#### [Trecho do documento]
Por Jorge Folena –
É sob a perspectiva da defesa da soberania nacional que o Dr. Osny Duarte Pereira (juiz do Tribunal de Justiça do Rio de Janeiro, cassado pela ditadura de 1964-1985, jornalista, escritor e magnífico pensador brasileiro) em 1962 denunciava os ataques que o capital promovia contra o povo e as riquezas do Brasil, valendo-se de políticos que pouco representavam os interesses dos titulares da soberania popular, em situação muito semelhante à que se apresenta atualmente no Brasil, ao longo de todo o (des)governo de Jair Bolsonaro, que se associou ao “Centrão” e aos seus muitos interesses escusos e patrimonialistas.
“Quem faz as leis no Brasil?” é o título de um pequeno grande livro, de autoria de Osny Duarte Pereira, publicado em 1963, que integra a coleção Cadernos do povo brasileiro, editada pela Editora Civilização Brasileira.
A proposta originária do autor, como veremos a seguir, era permitir aos jovens (e particularmente aos estudantes de Direito) a compreensão de como são feitas as leis, para não ficarem limitados ao seu estudo enquanto produto legislativo acabado, comumente feito nas faculdades de Direito:
“Portanto, para saber quem faz as leis no Brasil, não é tão importante conhecer a máquina de produzi-las, como, sobretudo, inquirir de onde vêm as forças que impulsionam aquela máquina. (…) Nas Faculdades de Direito ensinam-lhes todo o mecanismo. Não há, porém, nenhuma cadeira, em todo o quinquênio escolar, que se ocupe com o estudo das forças que movimentam a engrenagem complicada de elaboração das leis. Se algum professor penetra nesse terreno, é por conta própria. Não é bem visto pelos colegas da Congregação. Não passará de um ‘comunista encapuçado’, um ‘demagogo na feira das vaidades”.
A proposta de Osny demonstra o quanto é importante, não só para os juristas, mas para toda a sociedade, compreender integralmente o processo que dá origem às leis, perscrutando as suas causas e os bastidores de cada proposição.
Neste ponto, atribui-se a Bismarck a seguinte afirmação: “os cidadãos não poderiam dormir tranquilos se soubessem como são feitas as salsichas e as leis”. Nos dias de hoje, no Brasil, tal assertiva deveria fazer com que a maioria esmagadora do povo brasileiro ficasse sem dormir, diante da ausência de perspectiva de futuro acarretada pelos cortes promovidos nos direitos sociais (trabalho, previdência, saúde, educação, moradia, alimentação, lazer, cultura, segurança), em benefício do capital especulativo, que impõe aos trabalhadores mais e mais horas de trabalho, sem quaisquer vantagens, com a obrigação de pagar cada vez mais tributos, enquanto os muito ricos ficam isentos.

#### [Material apresentado]
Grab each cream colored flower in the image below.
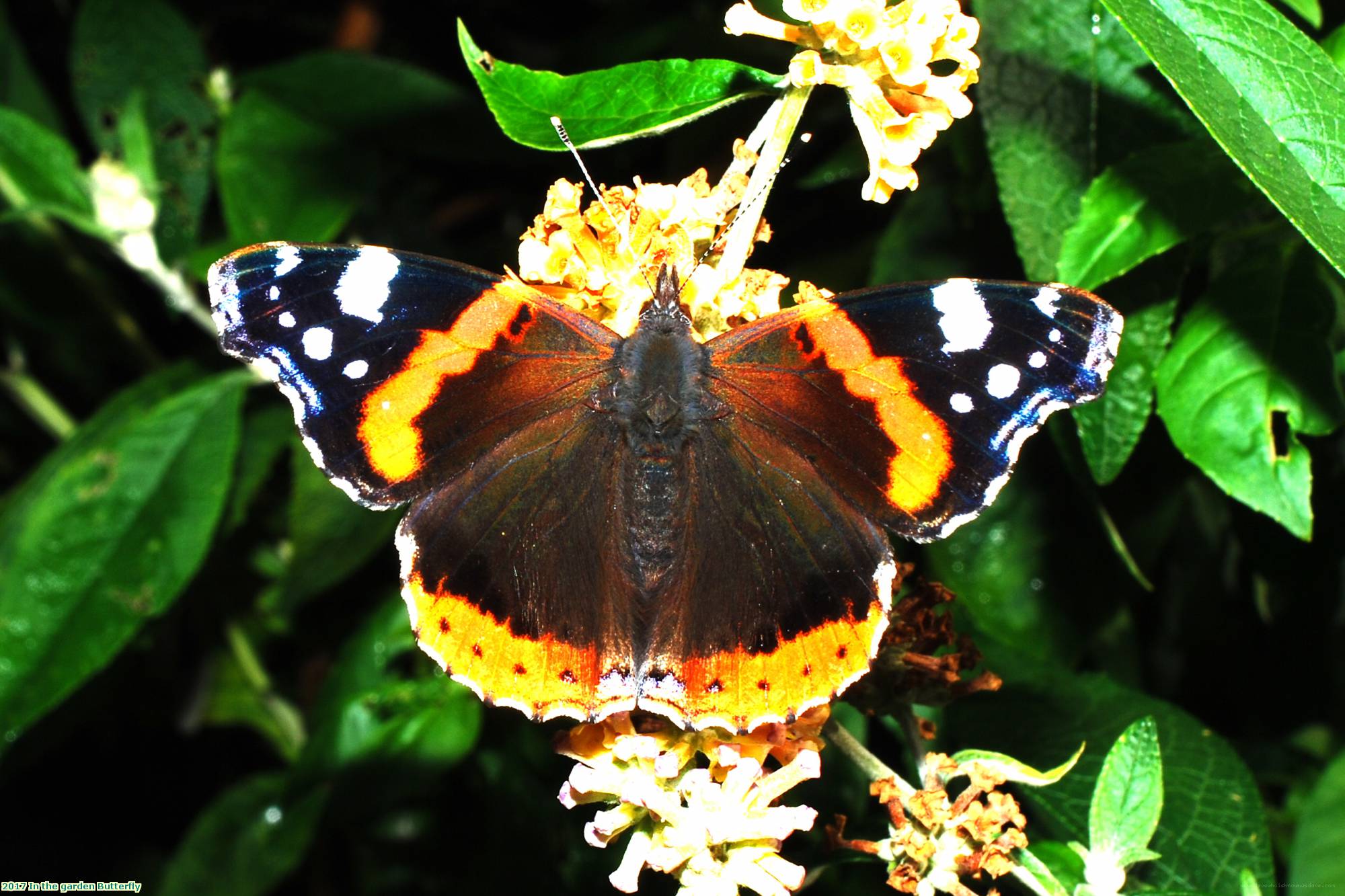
==
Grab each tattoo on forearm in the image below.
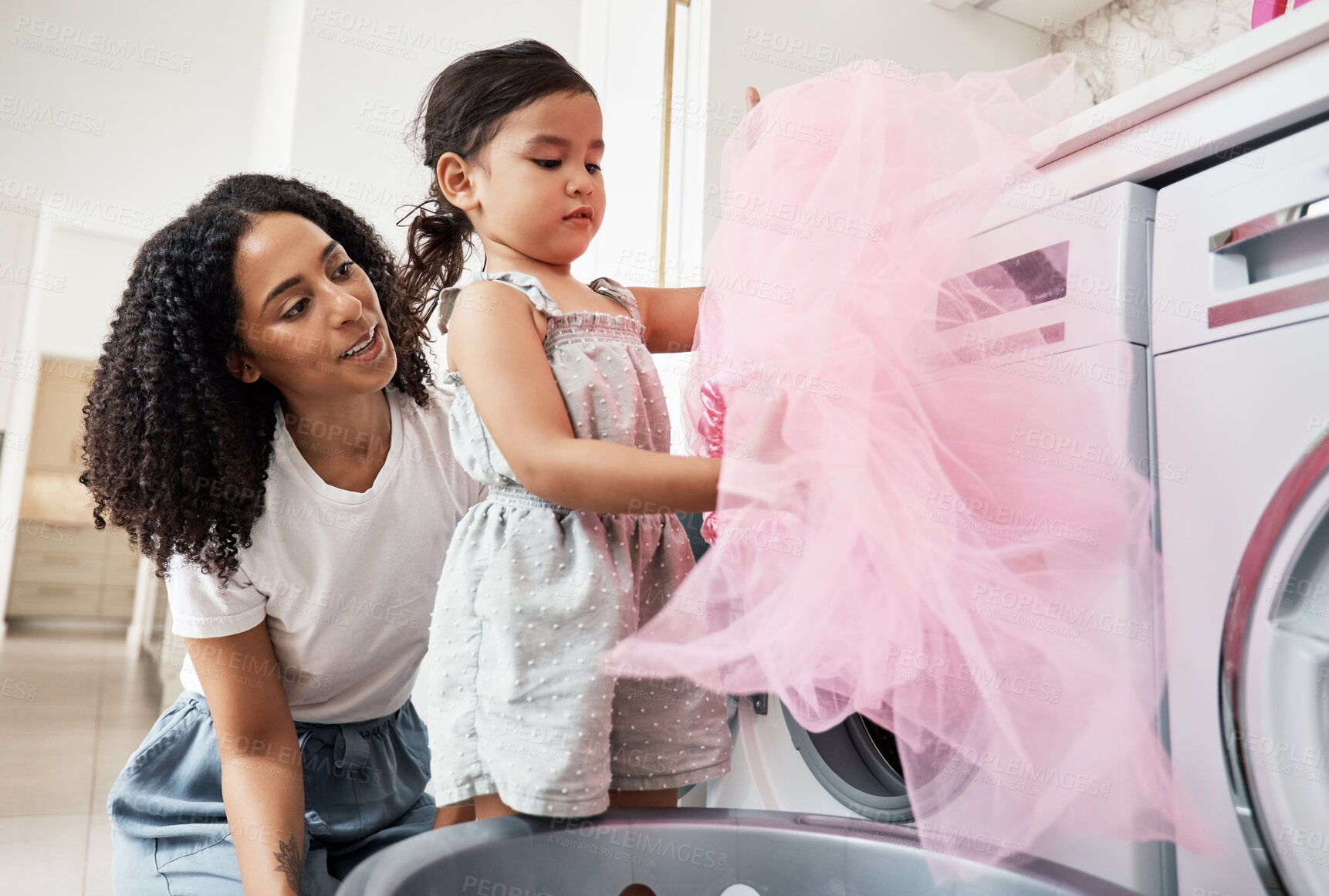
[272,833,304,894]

#### [Problema a resolver]
Responda, com base no texto sobre o livro de Osny Duarte Pereira:
(a) Em que ano e por qual editora foi publicado o livro "Quem faz as leis no Brasil?"?
(b) A quem é atribuída a afirmação sobre como são feitas as salsichas e as leis?
(c) No trecho citado do livro, como é qualificado o professor que penetra no estudo das forças que movimentam a elaboração das leis?

#### [Solução abaixo]
(a) Em 1963, pela Editora Civilização Brasileira, na coleção Cadernos do povo brasileiro.
(b) A Bismarck.
(c) Não é bem visto pelos colegas da Congregação e é tido como um "comunista encapuçado", um "demagogo na feira das vaidades".